Text passage
━━━━━━
For reference, build options for VTK are documented here: https://github.com/Kitware/VTK/blob/master/Documentation/dev/build.md#build-settings

Instead of running ctest -D Experimental, I suggest you try to directly use ctest to run the test. What do you get doing the following:

git clone --recursive https://gitlab.kitware.com/vtk/vtk.git
mkdir build
cd build
cmake -GNinja -DVTK_WRAP_PYTHON=ON -DVTK_BUILD_TESTING=WANT ../vtk/ 
ninja
ctest -N

Running ctest -N should list all tests that have been enabled. See https://cmake.org/cmake/help/latest/manual/ctest.1.html#options

jcfr avatar Jul 07 '20 15:07 jcfr

cmake -GNinja VTK_BUILD_TESTING=WANT

It looks like you missed -D on the testing argument.

mathstuf avatar Jul 07 '20 15:07 mathstuf

@mathstuf Thanks for your support. I am able to run the test cases on x86 machine but few test cases are failing. I investigated about the possible reasons for the failures and I think that they are failing because of some system dependency. Could you please look into the logs and point the possible reasons for the failed test cases. Attaching the test logs for your reference. VTK_Text_logs.txt

odidev avatar Sep 01 '20 07:09 odidev

(I'm working with @odidev). @odidev - I guess the good news is that all the failures look the same: 'numerical' :)

Can you work on reproducing a single test with a complete example of how to reproduce the single test failure. Also, please can you output more verbose logging information as this may reveal the source of the problem.

rhenwood-arm avatar Sep 01 '20 21:09 rhenwood-arm

I have attached the test file TestConeLayoutStrategy.txt which looks to be a minimal program to reproduce the issue.

odidev avatar Nov 05 '20 12:11 odidev

I have ran example program to display the cylinder on both aarch64 and x86_64 architecture. here is the test program: test.txt

Please see blow outputs on both the architectures

On aarch64 aarch64

On x86_64 x86_64

odidev avatar Jan 20 '21 06:01 odidev

@mathstuf, I ran single test case with debug logs enabled using command ctest -R TestGPURayCastSlicePlane --debug 2>&1 | tee debug-log-aarch64.txt. Attached the debug log file here for your reference. Could you please help me debugging this test failure? Thanks in advance.

odidev avatar Feb 10 '21 07:02 odidev

I have no idea how to figure out rendering/OpenGL failures, sorry. @martinken?
━━━━━━
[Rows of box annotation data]
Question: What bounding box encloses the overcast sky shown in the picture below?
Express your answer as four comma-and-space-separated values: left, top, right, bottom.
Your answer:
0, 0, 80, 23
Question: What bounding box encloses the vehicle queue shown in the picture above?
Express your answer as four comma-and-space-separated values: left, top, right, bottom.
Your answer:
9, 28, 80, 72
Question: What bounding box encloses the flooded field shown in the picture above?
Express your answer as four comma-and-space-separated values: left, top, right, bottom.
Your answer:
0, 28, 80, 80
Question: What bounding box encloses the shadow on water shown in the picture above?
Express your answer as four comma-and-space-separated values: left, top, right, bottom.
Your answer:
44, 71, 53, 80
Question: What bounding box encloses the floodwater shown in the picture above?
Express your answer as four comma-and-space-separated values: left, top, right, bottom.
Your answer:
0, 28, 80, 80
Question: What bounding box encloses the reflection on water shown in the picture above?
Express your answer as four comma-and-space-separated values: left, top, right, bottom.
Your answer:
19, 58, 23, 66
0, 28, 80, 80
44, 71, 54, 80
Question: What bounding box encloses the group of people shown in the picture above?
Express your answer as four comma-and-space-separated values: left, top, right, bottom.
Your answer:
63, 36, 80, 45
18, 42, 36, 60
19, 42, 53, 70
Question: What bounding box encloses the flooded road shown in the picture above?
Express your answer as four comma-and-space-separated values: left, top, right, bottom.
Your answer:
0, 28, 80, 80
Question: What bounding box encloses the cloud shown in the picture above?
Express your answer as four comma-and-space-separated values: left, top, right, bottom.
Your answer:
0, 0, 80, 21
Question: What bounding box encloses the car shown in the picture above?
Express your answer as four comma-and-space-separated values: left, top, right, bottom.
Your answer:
━━━━━━
What to do
**a)** Answer these questions about the VTK testing thread:
(i) Which command should list all tests that have been enabled?
(ii) What was missing on the testing argument in the command "cmake -GNinja VTK_BUILD_TESTING=WANT"?
(iii) On which two architectures was the cylinder example program run?
**b)** List every username that posts in the VTK testing thread, each one time.

The results
**a)**
(i) ctest -N
(ii) -D
(iii) aarch64 and x86_64

**b)** jcfr, mathstuf, odidev, rhenwood-arm